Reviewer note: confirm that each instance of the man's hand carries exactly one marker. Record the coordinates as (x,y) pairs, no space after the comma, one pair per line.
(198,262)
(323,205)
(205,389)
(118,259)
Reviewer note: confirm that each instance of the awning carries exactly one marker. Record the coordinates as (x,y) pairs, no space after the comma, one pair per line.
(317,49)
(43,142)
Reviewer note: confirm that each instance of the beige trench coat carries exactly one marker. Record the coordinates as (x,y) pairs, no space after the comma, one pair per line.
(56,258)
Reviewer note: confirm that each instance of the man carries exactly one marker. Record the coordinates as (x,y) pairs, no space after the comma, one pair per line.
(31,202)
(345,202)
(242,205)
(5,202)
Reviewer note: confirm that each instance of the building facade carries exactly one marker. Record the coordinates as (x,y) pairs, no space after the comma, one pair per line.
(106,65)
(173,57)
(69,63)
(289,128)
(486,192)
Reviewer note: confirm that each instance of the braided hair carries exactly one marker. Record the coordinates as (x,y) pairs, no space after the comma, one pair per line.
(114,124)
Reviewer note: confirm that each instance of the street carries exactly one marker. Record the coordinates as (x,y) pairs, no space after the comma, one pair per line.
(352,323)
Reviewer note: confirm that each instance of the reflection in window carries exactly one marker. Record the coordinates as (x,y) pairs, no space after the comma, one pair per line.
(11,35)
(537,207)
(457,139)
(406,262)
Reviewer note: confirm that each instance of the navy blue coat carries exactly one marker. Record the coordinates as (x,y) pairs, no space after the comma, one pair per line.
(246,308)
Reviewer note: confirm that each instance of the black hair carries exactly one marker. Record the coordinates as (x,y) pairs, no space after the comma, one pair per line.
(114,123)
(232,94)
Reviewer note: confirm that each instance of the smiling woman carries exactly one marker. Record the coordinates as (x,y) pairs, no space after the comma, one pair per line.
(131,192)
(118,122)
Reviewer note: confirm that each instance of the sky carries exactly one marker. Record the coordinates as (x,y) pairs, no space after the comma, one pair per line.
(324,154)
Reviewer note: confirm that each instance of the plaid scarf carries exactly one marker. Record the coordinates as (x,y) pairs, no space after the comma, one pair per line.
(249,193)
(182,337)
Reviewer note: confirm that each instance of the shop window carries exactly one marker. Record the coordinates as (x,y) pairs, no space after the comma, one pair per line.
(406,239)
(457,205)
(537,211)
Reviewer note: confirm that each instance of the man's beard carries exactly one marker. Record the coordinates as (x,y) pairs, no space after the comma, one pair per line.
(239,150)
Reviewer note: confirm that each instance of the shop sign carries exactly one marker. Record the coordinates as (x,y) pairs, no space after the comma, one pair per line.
^^^^
_Ejercicio escrito_
Devuelve sin ninguna modificación y en el mismo orden todas las líneas de los datos de arriba.

_Respuesta_
Reviewer note: confirm that each instance of the man's hand carries exactly one marker. Record the coordinates as (x,y) pairs, no space after the comma, one pair per line.
(198,262)
(323,205)
(205,389)
(118,259)
Reviewer note: confirm that each instance of the awning carries exactly one marker. Record the coordinates as (x,y) pairs, no space after the comma, one pair per line.
(317,49)
(43,142)
Reviewer note: confirm that each instance of the beige trench coat carries exactly one marker. Record the coordinates as (x,y) pairs, no space after the comma, one pair per line.
(56,258)
Reviewer note: confirm that each instance of the man carries exactly one marker. Record the coordinates as (x,y) pairs, no space after the comma, one pair per line.
(31,202)
(345,202)
(242,205)
(5,202)
Reviewer note: confirm that each instance of the building facade carries exactly one marker. Record the coordinates as (x,y) pairs, no space after the comma, one pair per line.
(106,65)
(173,57)
(69,63)
(289,128)
(486,192)
Reviewer note: confirm that each instance of the braided hair carries exactly one marker. Record the coordinates as (x,y) pairs, no space after the comma, one pair per line.
(114,124)
Reviewer note: confirm that each instance of the street carries exactly one marker. Record the coordinates as (x,y) pairs, no space after the comma, one pair per line.
(352,323)
Reviewer note: confirm that each instance of the reflection in window carries exactly one marker. Record the coordinates as (x,y) pairs, no space after the comma, one pair per line.
(11,35)
(537,207)
(457,139)
(406,262)
Reviewer note: confirm that each instance of the navy blue coat carries exactly one marker. Record the coordinates as (x,y) pairs, no space after the comma, one pair per line.
(246,308)
Reviewer note: confirm that each instance of the black hair carries exactly one marker. Record the coordinates as (x,y) pairs, no space after the comma, one pair per line.
(114,123)
(232,94)
Reviewer note: confirm that each instance of the smiling woman carries exactly one marker. Record the coordinates as (x,y) pairs, no space after the comma, one pair per line.
(131,192)
(118,122)
Reviewer note: confirm that each instance of the sky carries exactly one marker. Record the coordinates as (x,y) pairs, no space after the comma, one pair per line.
(324,154)
Reviewer note: confirm that each instance of the plaid scarf carries exactly one marker. Record the coordinates as (x,y) pairs, no space after the comma, one pair per line.
(249,193)
(182,337)
Reviewer note: confirm that each instance of the shop window carries exactly one marker. Record the coordinates as (x,y) pairs, no space after the comma, one pair per line.
(406,239)
(457,205)
(537,211)
Reviewer note: confirm that each instance of the man's beard carries exactly one marker. Record the coordinates as (x,y) pairs, no space after the comma, one pair per line.
(239,150)
Reviewer note: confirm that each instance of the shop sign carries exactly one marker. Record the coordinates as (x,y) pairs, no space after the comma, one pair per line.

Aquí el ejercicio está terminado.